Please reproduce the listing below word for word, starting with the line that contains "Every instance of the **rectangular window** gets" and stopping after the final line of the listing, with both of those lines included.

---*---

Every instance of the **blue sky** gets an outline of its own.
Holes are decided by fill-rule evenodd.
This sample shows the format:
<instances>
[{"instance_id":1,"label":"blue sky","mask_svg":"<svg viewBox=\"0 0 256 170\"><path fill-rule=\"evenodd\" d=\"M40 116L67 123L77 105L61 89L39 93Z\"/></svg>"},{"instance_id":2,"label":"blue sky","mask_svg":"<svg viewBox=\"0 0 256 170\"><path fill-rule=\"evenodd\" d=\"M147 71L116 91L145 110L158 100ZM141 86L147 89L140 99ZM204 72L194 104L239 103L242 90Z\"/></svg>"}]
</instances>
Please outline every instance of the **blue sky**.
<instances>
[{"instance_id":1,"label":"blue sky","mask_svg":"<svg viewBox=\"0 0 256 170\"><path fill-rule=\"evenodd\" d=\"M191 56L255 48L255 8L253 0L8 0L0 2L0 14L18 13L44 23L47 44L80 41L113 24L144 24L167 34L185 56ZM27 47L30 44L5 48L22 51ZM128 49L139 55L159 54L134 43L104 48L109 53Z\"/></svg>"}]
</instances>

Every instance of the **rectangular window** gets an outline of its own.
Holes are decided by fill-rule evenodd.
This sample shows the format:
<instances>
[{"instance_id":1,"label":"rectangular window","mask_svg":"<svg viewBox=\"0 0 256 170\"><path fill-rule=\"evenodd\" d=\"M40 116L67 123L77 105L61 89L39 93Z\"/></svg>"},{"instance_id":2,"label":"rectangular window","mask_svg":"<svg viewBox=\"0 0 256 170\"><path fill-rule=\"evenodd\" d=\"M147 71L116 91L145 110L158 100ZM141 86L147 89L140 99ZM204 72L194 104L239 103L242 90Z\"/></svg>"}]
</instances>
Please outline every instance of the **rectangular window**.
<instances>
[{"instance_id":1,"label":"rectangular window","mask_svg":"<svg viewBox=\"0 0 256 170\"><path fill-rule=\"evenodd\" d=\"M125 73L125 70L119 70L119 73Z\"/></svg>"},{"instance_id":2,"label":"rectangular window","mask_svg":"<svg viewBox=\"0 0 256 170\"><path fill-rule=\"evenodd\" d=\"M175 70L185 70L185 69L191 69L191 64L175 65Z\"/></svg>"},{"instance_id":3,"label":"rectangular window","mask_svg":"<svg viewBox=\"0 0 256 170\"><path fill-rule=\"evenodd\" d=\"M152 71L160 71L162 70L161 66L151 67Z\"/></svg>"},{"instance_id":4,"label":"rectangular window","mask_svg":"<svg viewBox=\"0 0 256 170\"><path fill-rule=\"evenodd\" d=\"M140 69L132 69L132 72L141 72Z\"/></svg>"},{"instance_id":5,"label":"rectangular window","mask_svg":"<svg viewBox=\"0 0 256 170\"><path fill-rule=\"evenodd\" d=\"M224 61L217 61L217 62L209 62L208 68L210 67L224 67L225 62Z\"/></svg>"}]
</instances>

---*---

[The completed task]
Every instance of the **rectangular window** gets an outline of its own.
Holes are decided by fill-rule evenodd.
This sample shows the format:
<instances>
[{"instance_id":1,"label":"rectangular window","mask_svg":"<svg viewBox=\"0 0 256 170\"><path fill-rule=\"evenodd\" d=\"M40 116L67 123L77 105L61 89L39 93Z\"/></svg>"},{"instance_id":2,"label":"rectangular window","mask_svg":"<svg viewBox=\"0 0 256 170\"><path fill-rule=\"evenodd\" d=\"M147 71L116 91L145 110L158 100ZM141 86L147 89L140 99ZM204 72L194 104L239 103L242 90Z\"/></svg>"}]
</instances>
Please outline every instance of the **rectangular window**.
<instances>
[{"instance_id":1,"label":"rectangular window","mask_svg":"<svg viewBox=\"0 0 256 170\"><path fill-rule=\"evenodd\" d=\"M125 73L125 70L119 70L119 73Z\"/></svg>"},{"instance_id":2,"label":"rectangular window","mask_svg":"<svg viewBox=\"0 0 256 170\"><path fill-rule=\"evenodd\" d=\"M175 70L185 70L185 69L191 69L191 64L175 65Z\"/></svg>"},{"instance_id":3,"label":"rectangular window","mask_svg":"<svg viewBox=\"0 0 256 170\"><path fill-rule=\"evenodd\" d=\"M152 71L160 71L162 70L161 66L151 67Z\"/></svg>"},{"instance_id":4,"label":"rectangular window","mask_svg":"<svg viewBox=\"0 0 256 170\"><path fill-rule=\"evenodd\" d=\"M140 69L132 69L132 72L141 72Z\"/></svg>"},{"instance_id":5,"label":"rectangular window","mask_svg":"<svg viewBox=\"0 0 256 170\"><path fill-rule=\"evenodd\" d=\"M224 61L217 61L217 62L209 62L208 68L210 67L224 67L225 62Z\"/></svg>"}]
</instances>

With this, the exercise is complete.